### MATERIAL SUPPLIED

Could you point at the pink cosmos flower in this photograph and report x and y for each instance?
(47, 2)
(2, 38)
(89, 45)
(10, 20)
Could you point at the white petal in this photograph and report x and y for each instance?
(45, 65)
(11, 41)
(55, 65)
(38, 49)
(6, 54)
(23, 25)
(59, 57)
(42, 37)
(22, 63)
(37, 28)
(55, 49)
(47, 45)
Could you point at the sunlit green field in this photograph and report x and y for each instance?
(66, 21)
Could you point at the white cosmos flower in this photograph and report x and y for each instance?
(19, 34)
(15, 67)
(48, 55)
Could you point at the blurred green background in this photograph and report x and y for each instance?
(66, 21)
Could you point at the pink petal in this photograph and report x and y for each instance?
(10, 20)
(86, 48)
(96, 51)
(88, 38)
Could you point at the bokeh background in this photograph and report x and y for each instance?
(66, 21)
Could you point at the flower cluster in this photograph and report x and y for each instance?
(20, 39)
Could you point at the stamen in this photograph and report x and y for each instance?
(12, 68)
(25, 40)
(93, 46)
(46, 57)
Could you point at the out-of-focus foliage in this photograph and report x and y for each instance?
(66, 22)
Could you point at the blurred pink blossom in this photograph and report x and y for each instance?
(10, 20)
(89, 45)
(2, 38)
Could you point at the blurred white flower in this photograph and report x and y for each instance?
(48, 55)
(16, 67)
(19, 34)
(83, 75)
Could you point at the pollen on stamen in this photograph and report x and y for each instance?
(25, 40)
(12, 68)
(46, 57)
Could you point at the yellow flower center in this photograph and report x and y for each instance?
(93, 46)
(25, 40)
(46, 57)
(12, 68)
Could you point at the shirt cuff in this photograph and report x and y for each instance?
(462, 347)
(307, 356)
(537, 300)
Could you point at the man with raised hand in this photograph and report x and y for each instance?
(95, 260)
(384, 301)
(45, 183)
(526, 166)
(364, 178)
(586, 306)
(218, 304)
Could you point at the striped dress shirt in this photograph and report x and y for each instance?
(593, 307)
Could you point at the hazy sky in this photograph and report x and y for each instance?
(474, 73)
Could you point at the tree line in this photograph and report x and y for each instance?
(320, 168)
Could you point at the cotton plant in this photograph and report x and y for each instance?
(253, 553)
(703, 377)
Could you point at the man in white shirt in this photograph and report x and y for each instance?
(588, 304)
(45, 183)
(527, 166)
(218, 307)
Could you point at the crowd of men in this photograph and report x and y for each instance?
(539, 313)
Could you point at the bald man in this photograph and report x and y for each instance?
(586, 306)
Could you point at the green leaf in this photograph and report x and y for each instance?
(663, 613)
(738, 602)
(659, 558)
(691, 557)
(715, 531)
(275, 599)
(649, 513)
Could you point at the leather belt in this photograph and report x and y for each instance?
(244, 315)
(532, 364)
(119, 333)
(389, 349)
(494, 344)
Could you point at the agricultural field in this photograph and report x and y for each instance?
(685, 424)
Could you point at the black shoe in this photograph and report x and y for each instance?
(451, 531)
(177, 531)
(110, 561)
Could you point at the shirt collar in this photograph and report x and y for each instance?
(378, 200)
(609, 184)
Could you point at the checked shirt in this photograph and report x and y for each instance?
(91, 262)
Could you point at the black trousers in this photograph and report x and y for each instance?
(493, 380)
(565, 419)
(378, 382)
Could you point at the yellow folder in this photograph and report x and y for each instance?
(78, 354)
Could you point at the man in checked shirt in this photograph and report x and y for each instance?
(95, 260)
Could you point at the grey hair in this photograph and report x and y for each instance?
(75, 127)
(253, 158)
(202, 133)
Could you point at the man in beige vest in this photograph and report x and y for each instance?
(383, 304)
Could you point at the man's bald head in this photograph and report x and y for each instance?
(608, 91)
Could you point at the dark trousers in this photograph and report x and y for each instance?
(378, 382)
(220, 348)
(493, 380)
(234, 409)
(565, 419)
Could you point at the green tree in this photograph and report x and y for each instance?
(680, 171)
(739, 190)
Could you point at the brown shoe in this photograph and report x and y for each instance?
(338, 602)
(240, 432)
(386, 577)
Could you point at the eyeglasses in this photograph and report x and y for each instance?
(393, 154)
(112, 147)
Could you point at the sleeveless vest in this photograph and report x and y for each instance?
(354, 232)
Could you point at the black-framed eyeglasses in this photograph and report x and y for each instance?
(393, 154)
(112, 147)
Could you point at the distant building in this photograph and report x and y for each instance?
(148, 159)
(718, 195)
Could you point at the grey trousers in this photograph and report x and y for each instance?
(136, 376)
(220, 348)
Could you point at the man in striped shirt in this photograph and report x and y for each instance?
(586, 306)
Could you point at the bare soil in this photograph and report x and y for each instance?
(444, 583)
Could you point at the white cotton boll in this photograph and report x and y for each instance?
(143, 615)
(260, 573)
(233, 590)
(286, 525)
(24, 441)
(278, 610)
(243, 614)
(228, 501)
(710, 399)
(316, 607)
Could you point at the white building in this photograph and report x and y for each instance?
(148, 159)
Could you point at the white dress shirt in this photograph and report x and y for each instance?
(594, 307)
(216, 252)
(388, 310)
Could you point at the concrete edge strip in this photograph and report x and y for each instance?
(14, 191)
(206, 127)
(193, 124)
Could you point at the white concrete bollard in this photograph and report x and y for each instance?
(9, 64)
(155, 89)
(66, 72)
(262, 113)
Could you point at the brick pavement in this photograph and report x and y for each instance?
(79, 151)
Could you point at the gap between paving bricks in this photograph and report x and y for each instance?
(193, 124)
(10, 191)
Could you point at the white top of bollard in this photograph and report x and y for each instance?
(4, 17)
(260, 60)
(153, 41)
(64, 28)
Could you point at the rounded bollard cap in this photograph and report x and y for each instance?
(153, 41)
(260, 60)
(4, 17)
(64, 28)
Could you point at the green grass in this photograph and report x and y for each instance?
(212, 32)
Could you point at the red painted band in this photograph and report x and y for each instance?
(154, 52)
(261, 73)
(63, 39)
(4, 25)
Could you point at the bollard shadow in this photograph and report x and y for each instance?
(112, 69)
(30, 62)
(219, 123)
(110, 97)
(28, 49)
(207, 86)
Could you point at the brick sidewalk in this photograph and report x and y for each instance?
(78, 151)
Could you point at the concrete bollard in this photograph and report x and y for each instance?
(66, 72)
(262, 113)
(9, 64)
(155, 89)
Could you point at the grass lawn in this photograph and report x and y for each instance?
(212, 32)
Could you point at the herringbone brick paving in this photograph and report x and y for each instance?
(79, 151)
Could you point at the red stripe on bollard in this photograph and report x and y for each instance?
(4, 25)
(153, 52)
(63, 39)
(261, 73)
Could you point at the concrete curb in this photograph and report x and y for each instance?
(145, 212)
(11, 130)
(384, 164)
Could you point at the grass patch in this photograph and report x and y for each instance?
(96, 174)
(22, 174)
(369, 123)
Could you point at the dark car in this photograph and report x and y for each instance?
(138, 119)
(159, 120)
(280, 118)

######

**ACTIVITY:**
Return each line of the records above exactly as it reads.

**TASK OUTPUT:**
Could you point at the pink cosmos flower in this photograph and report x and y for each instance?
(47, 2)
(2, 38)
(89, 45)
(10, 20)
Could you point at the white petal in this photograph and report x and y for each instance?
(45, 65)
(11, 41)
(55, 65)
(38, 49)
(6, 54)
(23, 25)
(59, 57)
(42, 37)
(22, 63)
(37, 28)
(55, 49)
(47, 45)
Could you point at the sunlit green field in this photograph and report x and y for each instance?
(66, 21)
Could you point at the white cosmos flower in this photograph and report x and y for each instance?
(19, 34)
(15, 67)
(48, 55)
Could you point at the blurred green background in this photograph and report x and y for each instance?
(66, 21)
Could you point at the pink petal in this photograph and report x and y for each instance?
(10, 20)
(86, 48)
(96, 51)
(88, 38)
Could you point at the bokeh background in this photograph and report x and y for each instance?
(66, 21)
Could you point at the flower cluster in this photograph and report x and y for each instance?
(20, 39)
Could you point at the stamen in this photograph and report x and y for each instance?
(12, 68)
(25, 40)
(93, 46)
(46, 57)
Could you point at the out-of-focus foliage in this photograph and report x and y for each instance?
(66, 22)
Could you point at the blurred pink blossom in this photograph and report x and y for each instance?
(10, 20)
(89, 45)
(2, 38)
Could you point at the blurred white flower in this photograph and report x and y for each instance?
(48, 55)
(16, 67)
(19, 34)
(83, 75)
Could you point at the pollen on stamen in this photograph and report x and y for each instance?
(25, 40)
(12, 68)
(46, 57)
Could you point at the yellow flower center in this photograph and report x and y for each instance?
(93, 46)
(25, 40)
(46, 57)
(12, 68)
Could you point at the shirt cuff in this photograph and report x and y for each instance?
(462, 347)
(307, 356)
(537, 300)
Could you point at the man with raised hand in this photograph and report x and y for each instance?
(95, 260)
(384, 301)
(45, 183)
(526, 166)
(364, 178)
(586, 306)
(218, 304)
Could you point at the striped dress shirt in this photograph and report x and y for each instance?
(593, 307)
Could you point at the hazy sky in this photograph and report x and y for each instance?
(474, 73)
Could you point at the tree line in this photograph and report x and y for each instance?
(320, 168)
Could you point at the cotton plant in this photograph and report x and y for each instance?
(253, 553)
(703, 377)
Could you point at the man in white shirt in this photograph and report x and y for each instance?
(588, 304)
(45, 183)
(527, 166)
(218, 307)
Could you point at the crowd of men in this photograph and report x and y for each instance?
(539, 313)
Could you point at the bald man in this photograph and report x and y for each instance?
(586, 306)
Could you point at the green leaf in this photograph and report x and y for each instance?
(663, 613)
(738, 602)
(659, 558)
(691, 557)
(715, 531)
(275, 599)
(649, 513)
Could you point at the leather belt in this photograph and report x and y for each instance?
(244, 315)
(532, 364)
(119, 333)
(389, 349)
(494, 344)
Could you point at the agricultural field in this photograph and report x and y for each instance?
(685, 424)
Could you point at the black shoe in this photograph and report x and y for each instance?
(451, 531)
(177, 531)
(110, 561)
Could you point at the shirt collar in this photograph and report x and y for each instance?
(378, 200)
(609, 184)
Could you point at the checked shirt in this photograph and report x and y for each instance?
(91, 262)
Could you point at the black trousers in this photograph and report x and y for each instance?
(493, 380)
(565, 419)
(378, 382)
Could you point at the yellow folder in this photograph and report x and y for each instance?
(78, 354)
Could you point at the man in checked shirt in this photograph and report x and y for each instance?
(95, 260)
Could you point at the grey hair in this photograph and report x and y for each instance?
(75, 127)
(253, 158)
(202, 133)
Could you point at the man in beige vest in this photograph and report x and y for each instance?
(383, 304)
Could you point at the man's bald head in this photograph and report x and y for each instance?
(608, 91)
Could you point at the dark trousers in this photograph and report x and y for each instance?
(378, 382)
(220, 348)
(493, 380)
(234, 409)
(565, 419)
Could you point at the green tree in this photograph and report x and y for each instance?
(680, 171)
(739, 190)
Could you point at the brown shoe in this photograph and report x and y for each instance?
(338, 602)
(240, 432)
(386, 577)
Could you point at the eyeglasses in this photograph and report x and y for each instance?
(393, 154)
(112, 147)
Could you point at the sleeveless vest in this photograph and report x and y for each instance?
(354, 232)
Could you point at the black-framed eyeglasses in this photograph and report x and y for each instance?
(393, 154)
(112, 147)
Could you point at the distant building in this photograph and report x and y for each instance?
(148, 159)
(718, 195)
Could you point at the grey trousers in this photograph and report x and y for each instance?
(136, 376)
(220, 348)
Could you point at the man in striped shirt in this photograph and report x and y for each instance?
(586, 306)
Could you point at the bare soil in this photograph and report x and y for each instance?
(444, 583)
Could you point at the white cotton boll in this photograph and report x and y for each instance?
(143, 615)
(260, 573)
(233, 590)
(286, 525)
(24, 441)
(278, 610)
(243, 614)
(228, 501)
(710, 399)
(316, 607)
Could you point at the white building in this photograph and report x and y for each instance?
(148, 159)
Could you point at the white dress shirt in this photograph and report x and y for each instance?
(594, 307)
(216, 252)
(388, 310)
Could you point at the concrete edge strip in this photograph and report x and y for each instance?
(14, 191)
(206, 127)
(193, 124)
Could you point at the white concrete bollard in this photograph and report x and y for each instance?
(9, 64)
(155, 89)
(66, 72)
(262, 113)
Could you point at the brick pavement in this photograph and report x and y for each instance?
(79, 151)
Could you point at the gap between paving bricks in this photograph and report x and y for each instance?
(193, 124)
(10, 191)
Could you point at the white top of bollard in this photograph and report x and y for each instance?
(4, 17)
(260, 60)
(153, 41)
(64, 28)
Could you point at the rounded bollard cap in this photograph and report x and y for each instance?
(153, 41)
(260, 60)
(4, 17)
(64, 28)
Could you point at the green grass in this photograph and report x and y for each instance?
(212, 32)
Could you point at the red painted band in this photograph and report x and y for each instance?
(154, 52)
(261, 73)
(63, 39)
(4, 25)
Could you point at the bollard shadow in this photograph and report x and y for each instance?
(112, 69)
(30, 62)
(219, 123)
(110, 97)
(28, 49)
(207, 86)
Could you point at the brick sidewalk in this photograph and report x and y for each instance?
(78, 151)
Could you point at the concrete bollard in this photograph and report x and y for each instance?
(66, 72)
(262, 113)
(9, 64)
(155, 89)
Could you point at the grass lawn in this photograph and report x and y for each instance?
(212, 32)
Could you point at the herringbone brick paving in this photograph and report x and y for each instance?
(79, 151)
Could you point at the red stripe on bollard in this photograph and report x and y for each instance?
(4, 25)
(153, 52)
(63, 39)
(261, 73)
Could you point at the concrete curb in this photograph and report x and y for each instance?
(145, 212)
(11, 130)
(384, 164)
Could you point at the grass patch in this photograph and report x and y for each instance?
(96, 174)
(22, 174)
(369, 123)
Could you point at the dark car in this photograph and report x and y for each instance?
(138, 119)
(159, 120)
(280, 118)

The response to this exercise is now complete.